** begin **
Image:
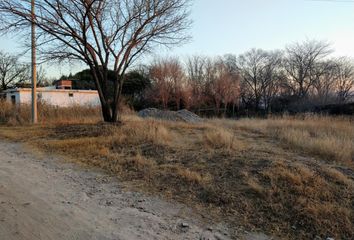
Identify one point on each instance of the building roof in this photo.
(50, 89)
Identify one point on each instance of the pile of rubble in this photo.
(182, 115)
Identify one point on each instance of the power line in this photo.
(332, 1)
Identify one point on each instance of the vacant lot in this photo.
(291, 177)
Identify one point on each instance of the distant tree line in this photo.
(302, 77)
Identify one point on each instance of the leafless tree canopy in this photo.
(11, 71)
(102, 33)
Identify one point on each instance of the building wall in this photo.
(61, 98)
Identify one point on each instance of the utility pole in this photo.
(34, 67)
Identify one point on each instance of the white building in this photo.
(55, 96)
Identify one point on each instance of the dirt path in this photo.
(45, 198)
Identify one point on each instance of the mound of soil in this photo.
(182, 115)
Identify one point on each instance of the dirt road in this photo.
(46, 198)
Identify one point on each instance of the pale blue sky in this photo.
(235, 26)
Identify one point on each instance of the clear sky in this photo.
(235, 26)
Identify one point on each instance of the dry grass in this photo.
(220, 138)
(327, 137)
(291, 177)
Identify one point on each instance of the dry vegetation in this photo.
(292, 177)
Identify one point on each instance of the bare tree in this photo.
(101, 33)
(300, 62)
(195, 67)
(169, 80)
(325, 75)
(345, 79)
(252, 65)
(11, 71)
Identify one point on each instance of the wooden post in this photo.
(34, 67)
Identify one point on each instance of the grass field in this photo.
(291, 177)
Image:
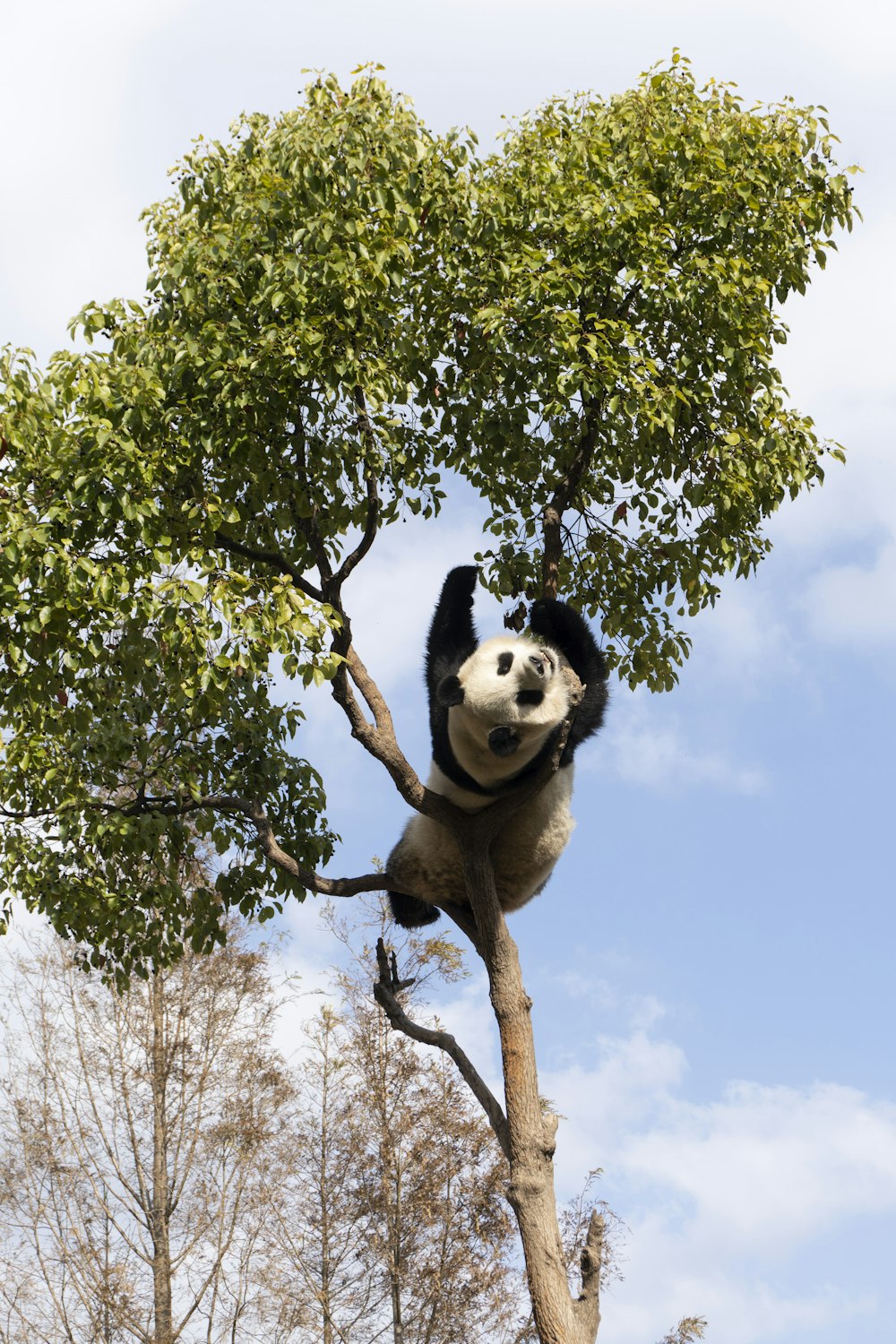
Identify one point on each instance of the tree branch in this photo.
(386, 991)
(587, 1305)
(273, 558)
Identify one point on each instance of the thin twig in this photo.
(386, 991)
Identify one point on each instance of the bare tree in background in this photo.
(134, 1137)
(392, 1222)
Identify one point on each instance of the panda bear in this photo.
(495, 710)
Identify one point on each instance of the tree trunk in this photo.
(163, 1324)
(557, 1317)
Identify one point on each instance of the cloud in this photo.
(855, 604)
(737, 1207)
(645, 745)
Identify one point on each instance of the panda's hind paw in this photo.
(411, 913)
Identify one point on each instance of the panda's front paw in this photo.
(461, 582)
(503, 741)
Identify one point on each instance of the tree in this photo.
(390, 1220)
(343, 309)
(134, 1133)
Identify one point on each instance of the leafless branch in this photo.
(386, 991)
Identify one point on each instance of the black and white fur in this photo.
(495, 714)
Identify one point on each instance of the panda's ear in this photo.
(449, 691)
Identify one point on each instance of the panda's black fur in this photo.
(495, 714)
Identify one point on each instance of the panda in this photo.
(495, 710)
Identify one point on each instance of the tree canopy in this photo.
(344, 312)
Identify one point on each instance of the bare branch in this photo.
(386, 991)
(589, 1304)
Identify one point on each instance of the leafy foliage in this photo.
(341, 311)
(616, 354)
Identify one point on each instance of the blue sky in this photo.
(712, 964)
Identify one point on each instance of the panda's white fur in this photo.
(490, 702)
(426, 860)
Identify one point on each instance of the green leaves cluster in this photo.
(341, 311)
(619, 324)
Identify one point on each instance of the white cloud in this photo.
(645, 745)
(728, 1202)
(856, 605)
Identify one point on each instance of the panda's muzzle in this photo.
(503, 741)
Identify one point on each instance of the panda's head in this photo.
(504, 703)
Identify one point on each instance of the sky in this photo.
(712, 962)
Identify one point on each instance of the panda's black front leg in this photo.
(452, 637)
(411, 913)
(567, 631)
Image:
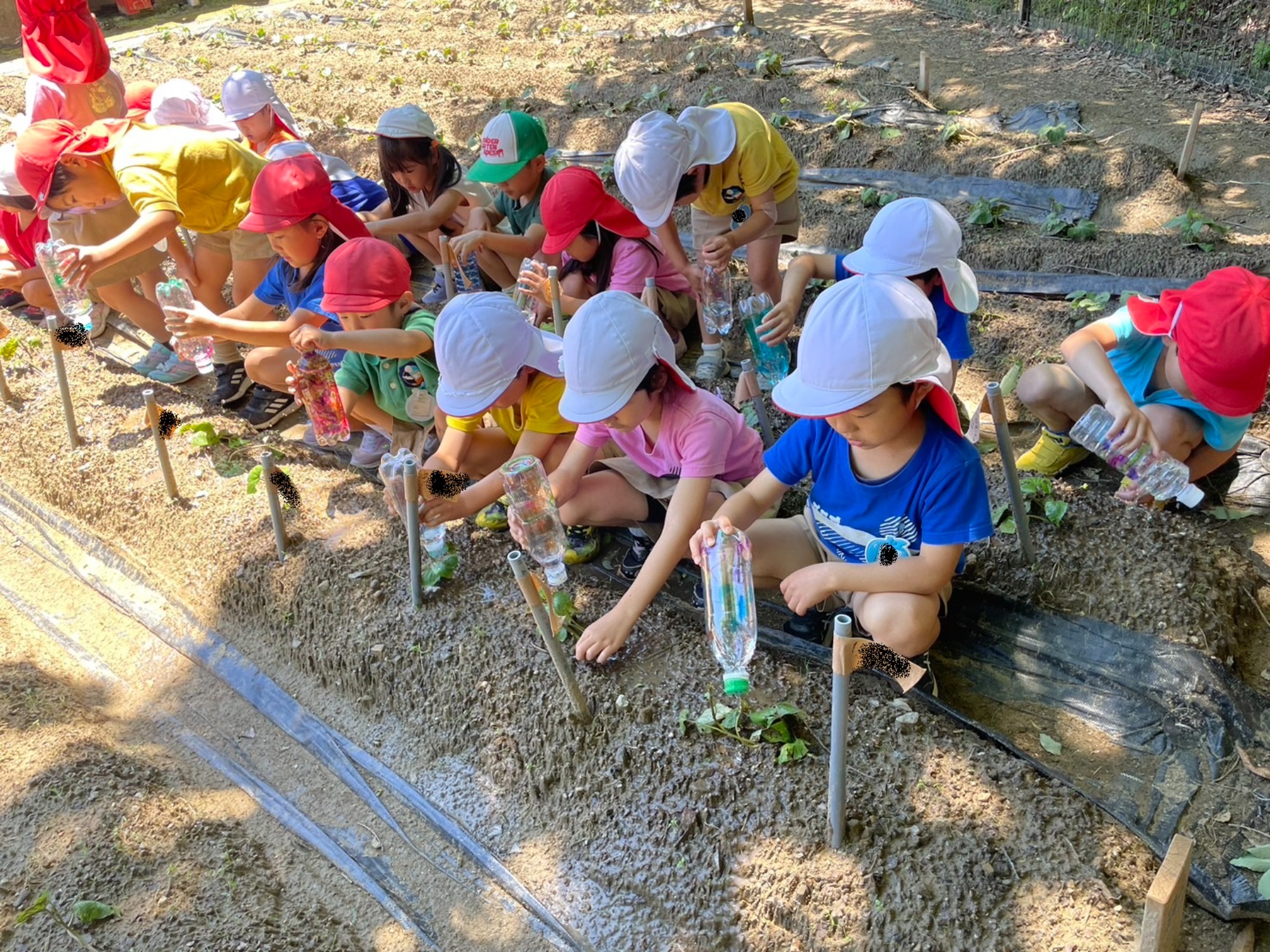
** end **
* [TASK DESCRIPTION] Copy all of the items above word for word, including every point, but leave out the pictures.

* [RIGHT ANSWER]
Image:
Identify one point on each instance of the building roof in this photo.
(50, 89)
Identify one point on each instance of the pile of rubble in this photo.
(182, 115)
Identify one point on each instance of the power line in this photo.
(332, 1)
Identify one point on each instance of the vacant lot in this photo.
(291, 177)
Identify one point on each instance of the distant tree line in this photo.
(302, 77)
Identify one point on each instance of the leafless tree canopy in this photo.
(11, 71)
(102, 33)
Identify one point on each instance of the building wall in this photo.
(61, 98)
Identify one point on each instance of the utility pole in this photo.
(34, 67)
Identify one point on each instance of the white building in this photo.
(55, 96)
Identify one point on each instance of the dirt path in this photo.
(45, 198)
Identify one point on each instance of the mound of soil in this photo.
(182, 115)
Identify one point on each instance of the dirt road in this photo.
(46, 198)
Identify one point on each instance of the pale blue sky in this photo.
(235, 26)
Identify one point on each instance of the clear sky in this photo.
(235, 26)
Identify one point on each instance of the dry grass in this photo.
(220, 138)
(327, 137)
(291, 177)
Identify one point on each instance of the dry vegetation in this photo.
(292, 177)
Identify one point on each instance of the bare tree in this photo.
(101, 33)
(300, 62)
(195, 67)
(169, 80)
(325, 75)
(345, 79)
(252, 65)
(11, 71)
Identify one point on each instance of the wooden post in this photo.
(34, 67)
Identify one point on each instance of the grass field in this photo.
(291, 177)
Image:
Identify one point on each instance of the tree branch in this photo.
(386, 991)
(587, 1305)
(273, 558)
Identify one point on each instance of the thin twig in this photo.
(386, 991)
Identify one point on each instance of the bare tree in background in this photo.
(134, 1137)
(392, 1222)
Identify one point on each instance of the panda bear in this photo.
(495, 710)
Identify one point on each instance of the tree trunk in this photo.
(163, 1324)
(557, 1317)
Identify one point on each instance of the cloud in this photo.
(855, 604)
(737, 1207)
(645, 745)
Identify one point on each instance of the panda's hind paw in this photo.
(411, 913)
Identify one point on each instance of the panda's front paw in this photo.
(461, 582)
(503, 741)
Identify one point on each instance of the tree in this photo.
(390, 1220)
(343, 309)
(134, 1133)
Identify one point on each instance of the leafless branch in this photo.
(386, 991)
Identify one point on each instance of the black and white fur in this photo.
(495, 714)
Identify one point on each instance of the panda's ear in this photo.
(449, 691)
Identify one point on each instance of the panda's black fur in this photo.
(495, 714)
Identify one point on each instance of the panda in this photo.
(495, 710)
Identify one point on each instance of the tree canopy in this photo.
(344, 312)
Identify one point on each instance of the bare branch in this photo.
(386, 991)
(589, 1304)
Identify one point on each instance of the leafy foliage in this photo.
(341, 311)
(616, 354)
Identify one point on each instance of the blue sky in this photo.
(712, 964)
Identify one point on each instance of the panda's white fur in this photo.
(490, 702)
(426, 860)
Identify one point on each instance of the green leaves cluster in this photo.
(341, 311)
(619, 324)
Identify one point on each instance of the white cloud in this photo.
(645, 745)
(728, 1202)
(856, 605)
Identify one point on each instance of the panda's muzzle in this photo.
(503, 741)
Identify one point on each instance of the panda's head in this photo.
(504, 703)
Identify one point on each instance of the sky in this photo.
(712, 962)
Identify one point on each instance of the panda's black front leg in this photo.
(452, 637)
(411, 913)
(567, 631)
Image:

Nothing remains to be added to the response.